▸ **EXTRAIT**
Les Designer’s Days se prennent au jeu

Un chef-d’œuvre de la peinture dissimulé derrière un canapé, des meubles transformés en pions sur un damier géant, un décor évoquant les jeux numériques… Avec la thématique « jeu », qui servi de fil rouge aux scénographies des différents showrooms partenaires, les Designer’s Days 2024 ont renoué avec l’état d’esprit de l’imagination au pouvoir, qui a fait le succès de leurs plus belles éditions passées. FRANCOIS SALANNE

Les Designer’s Days repartent de l’avant. C’est ce qu’il est permis de penser, après une édition 2024 au programme consistant, qui s’est déroulée du 29 mai au 1er juin dernier dans une vingtaine de showrooms de design de la capitale. Après avoir été mise en sommeil pendant cinq années, la manifestation a renoué avec son ADN d’origine : faire desdits showrooms des lieux de création éphémères, pour faire la promotion du design auprès des professionnels du secteur – designers, architectes d’intérieur, distributeurs, prescripteurs – mais aussi auprès du grand public. En 2023, l’Association des Designer’s Days et son nouveau président Thierry Guérin - à la tête de Dedar France, marque italienne de tissu d’ameublement - et sous la présidence d’honneur d’Alain Lardet, l’initiateur du mouvement, ont relancé ce parcours de création, dans un format plus réduit, qui réunit désormais une vingtaine de marques, éditeurs et manufactures du périmètre Saint-Germain-des-Prés. On y trouve des marques de mobilier bien sûr, mais aussi d’électroménager et de tissu d’ameublement, avec une forte tonalité internationale, toutes situées sur le segment de marché du haut-de-gamme.

Showroom Molteni&C.

Thematique « Jeu » et partenariat avec les Arts Decoratifs

Cette édition 2024 a été marquée par le retour d’une thématique – « Jeu » ! – qui est comme un fil rouge permettant aux participants d’imaginer une scénographie originale pour présenter leurs produits. Une thématique aux multiples lectures et entrées, qui s’est traduite par des jeux d’expression lors des conférences, des jeux de matières, des jeux de formes, des jeux de styles, ou encore des jeux de lumières ou jeux d’esprit pour les objets… avec, pour toile de fond, les Jeux Olympiques qui s’annoncent. Pour permettre un échange de points de vue, et alimenter l’événement sur le plan des idées, une conférence a eu lieu le 31 mai à la mairie du VIIème arrondissement sur le thème « Le je(u) est-il sérieux ? », avec le concours du Mobilier National. Autre nouveauté de cette édition, le partenariat artistique établi avec l’École des Arts Décoratifs, dont le but est de créer un dialogue fertile entre éditeurs et jeunes designers diplômés, qui a été proposé tout au long du parcours, sous la forme de quinze expositions - Design Objet, Design Textile et Matière, Design Graphique ou encore Design Vêtement… - organisées dans les showrooms sous la houlette de la société de production artistique Arter, qui a également élaboré une nouvelle communication graphique. Enfin, les Designer’s Days ont perpétué leur contenu de convivialité, en déclinant leurs fameux cocktails où se rencontrent éditeurs, designers, professionnels et amateurs de design.

▸ **CONSIGNE A**
Condensez sous forme de liste le paragraphe de l'extrait qui commence par « Les Designer’s Days repartent de l’avant », en conservant ses faits principaux.
▸ **CONSIGNE B**
Selon l'extrait, quand et où s'est tenue la conférence « Le je(u) est-il sérieux ? » ?

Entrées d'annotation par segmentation
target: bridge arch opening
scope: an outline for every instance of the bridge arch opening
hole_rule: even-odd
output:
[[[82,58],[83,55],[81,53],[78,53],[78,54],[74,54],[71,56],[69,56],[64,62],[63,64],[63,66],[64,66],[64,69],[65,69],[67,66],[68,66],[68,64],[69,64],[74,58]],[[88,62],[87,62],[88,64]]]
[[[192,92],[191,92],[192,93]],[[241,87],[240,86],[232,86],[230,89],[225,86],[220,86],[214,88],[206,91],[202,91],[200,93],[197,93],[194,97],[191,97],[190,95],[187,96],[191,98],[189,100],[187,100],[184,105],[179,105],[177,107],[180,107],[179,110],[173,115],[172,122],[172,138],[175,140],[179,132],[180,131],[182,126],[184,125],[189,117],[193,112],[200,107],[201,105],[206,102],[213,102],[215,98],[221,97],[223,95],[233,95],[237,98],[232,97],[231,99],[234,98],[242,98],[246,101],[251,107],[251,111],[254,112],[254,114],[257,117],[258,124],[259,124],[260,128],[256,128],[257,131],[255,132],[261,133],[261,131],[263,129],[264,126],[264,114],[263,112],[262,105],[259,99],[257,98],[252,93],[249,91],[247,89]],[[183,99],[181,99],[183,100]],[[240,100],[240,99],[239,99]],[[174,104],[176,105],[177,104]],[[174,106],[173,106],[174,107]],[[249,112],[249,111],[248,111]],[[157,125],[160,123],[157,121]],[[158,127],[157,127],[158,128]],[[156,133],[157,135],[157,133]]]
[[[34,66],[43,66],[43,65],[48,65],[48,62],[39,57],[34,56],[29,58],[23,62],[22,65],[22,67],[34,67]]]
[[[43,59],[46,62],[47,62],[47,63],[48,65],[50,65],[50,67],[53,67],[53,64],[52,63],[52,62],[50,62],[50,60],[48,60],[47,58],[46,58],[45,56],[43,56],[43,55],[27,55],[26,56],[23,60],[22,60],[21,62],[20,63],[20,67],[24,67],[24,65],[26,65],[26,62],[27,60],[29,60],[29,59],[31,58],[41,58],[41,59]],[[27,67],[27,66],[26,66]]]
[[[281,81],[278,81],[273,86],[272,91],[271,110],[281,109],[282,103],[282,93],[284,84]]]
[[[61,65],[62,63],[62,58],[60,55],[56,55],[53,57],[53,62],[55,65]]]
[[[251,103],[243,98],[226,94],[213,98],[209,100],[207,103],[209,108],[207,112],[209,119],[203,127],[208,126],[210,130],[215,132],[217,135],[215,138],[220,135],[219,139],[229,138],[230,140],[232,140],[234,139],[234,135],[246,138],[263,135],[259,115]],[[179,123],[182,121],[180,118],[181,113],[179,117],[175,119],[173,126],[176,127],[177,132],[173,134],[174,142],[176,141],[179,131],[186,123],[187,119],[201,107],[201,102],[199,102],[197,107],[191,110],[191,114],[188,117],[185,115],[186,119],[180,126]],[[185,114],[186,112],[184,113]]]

▸ **CORRIGÉ RÉDIGÉ A**
- Édition 2024 : du 29 mai au 1er juin, dans une vingtaine de showrooms de design de la capitale, avec un programme consistant.
- Après cinq années de sommeil, la manifestation a renoué avec son ADN d'origine. Elle fait des showrooms des lieux de création éphémères pour promouvoir le design auprès des professionnels (designers, architectes d'intérieur, distributeurs, prescripteurs) et du grand public.
- Relance en 2023, dans un format plus réduit, par l'Association des Designer's Days. Elle est dirigée par son nouveau président Thierry Guérin, à la tête de Dedar France, sous la présidence d'honneur d'Alain Lardet, initiateur du mouvement.
- Participants : une vingtaine de marques, éditeurs et manufactures du périmètre Saint-Germain-des-Prés, dans le mobilier, l'électroménager et le tissu d'ameublement. Ils ont une forte tonalité internationale et se situent tous sur le haut de gamme.

▸ **CORRIGÉ RÉDIGÉ B**
Le 31 mai, à la mairie du VIIe arrondissement.